Mapletree NPI rose 14.3% to S$78.3m in Q1 FY21/22

This is attributed to the lower rental reliefs to retail tenants at Festival Walk and higher average occupancy from IXINAL Monzen-nakacho Building.

The net property income (NPI) of Mapletree North Asia Commercial Trust (MNACT) rose by 14.3% to S$78.3m from April to June, the first quarter of the fiscal year 2021/2022 (FY21/22).

Mapletree said the higher NPI can be traced to lower rental reliefs of S$4m granted to retail tenants at Festival Walk during the period, compared to the S$17.9m granted in the same period last year, according to MNACT Management Ltd.

This is due to the higher average occupancy from the IXINAL Monzen-nakacho Building. There was also a “maiden contribution” from Hewlett-Packard Japan Headquarters following MNACT’s acquisition on 18 June.

However, the increase was partly offset by lower average rental rates at Festival Walk and Gateway Plaza.

Gross revenue during the period reached S$103m, 10% higher than the S$93.7m in the same period last year.

▸ **Data excerpts**:
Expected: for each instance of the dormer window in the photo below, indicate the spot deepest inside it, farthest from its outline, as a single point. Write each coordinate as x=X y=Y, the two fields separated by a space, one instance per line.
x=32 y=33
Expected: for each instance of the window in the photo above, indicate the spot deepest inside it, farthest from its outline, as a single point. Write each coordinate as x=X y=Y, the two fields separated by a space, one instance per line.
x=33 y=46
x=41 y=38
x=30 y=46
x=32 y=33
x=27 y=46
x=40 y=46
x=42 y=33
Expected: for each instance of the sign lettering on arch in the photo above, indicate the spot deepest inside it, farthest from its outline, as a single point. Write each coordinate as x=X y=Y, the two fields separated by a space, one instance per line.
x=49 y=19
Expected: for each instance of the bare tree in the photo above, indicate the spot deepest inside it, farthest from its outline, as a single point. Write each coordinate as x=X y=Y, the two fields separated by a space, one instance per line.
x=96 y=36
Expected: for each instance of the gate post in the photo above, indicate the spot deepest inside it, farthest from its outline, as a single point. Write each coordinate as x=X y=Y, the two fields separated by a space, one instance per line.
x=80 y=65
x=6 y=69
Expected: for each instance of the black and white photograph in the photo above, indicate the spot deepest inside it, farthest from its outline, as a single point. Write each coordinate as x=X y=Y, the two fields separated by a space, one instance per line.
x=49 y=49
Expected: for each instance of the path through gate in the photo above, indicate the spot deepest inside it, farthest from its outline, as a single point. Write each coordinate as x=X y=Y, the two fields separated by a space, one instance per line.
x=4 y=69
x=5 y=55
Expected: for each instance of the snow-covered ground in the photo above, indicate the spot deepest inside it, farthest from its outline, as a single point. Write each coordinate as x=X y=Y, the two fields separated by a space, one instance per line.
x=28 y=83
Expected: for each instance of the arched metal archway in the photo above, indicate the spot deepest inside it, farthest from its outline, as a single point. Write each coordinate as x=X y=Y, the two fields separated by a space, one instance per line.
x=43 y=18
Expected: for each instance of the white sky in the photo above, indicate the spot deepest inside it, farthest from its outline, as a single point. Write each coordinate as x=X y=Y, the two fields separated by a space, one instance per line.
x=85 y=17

▸ **What you need to do**:
A – In the Mapletree earnings report, rewrite the paragraph beginning "Mapletree said the higher NPI" in fewer words, keeping its main facts.
B – From the Mapletree earnings report, copy the passage that begins at the words "The net property" and stops after "MNACT Management Ltd.", substituting "rent concessions" for "rental reliefs".

▸ **Results for each task**:
A – According to MNACT Management Ltd., Mapletree linked the higher NPI to smaller rental reliefs for Festival Walk retail tenants: S$4m this period, down from S$17.9m in the same period last year.

B –
The net property income (NPI) of Mapletree North Asia Commercial Trust (MNACT) rose by 14.3% to S$78.3m from April to June, the first quarter of the fiscal year 2021/2022 (FY21/22).

Mapletree said the higher NPI can be traced to lower rent concessions of S$4m granted to retail tenants at Festival Walk during the period, compared to the S$17.9m granted in the same period last year, according to MNACT Management Ltd.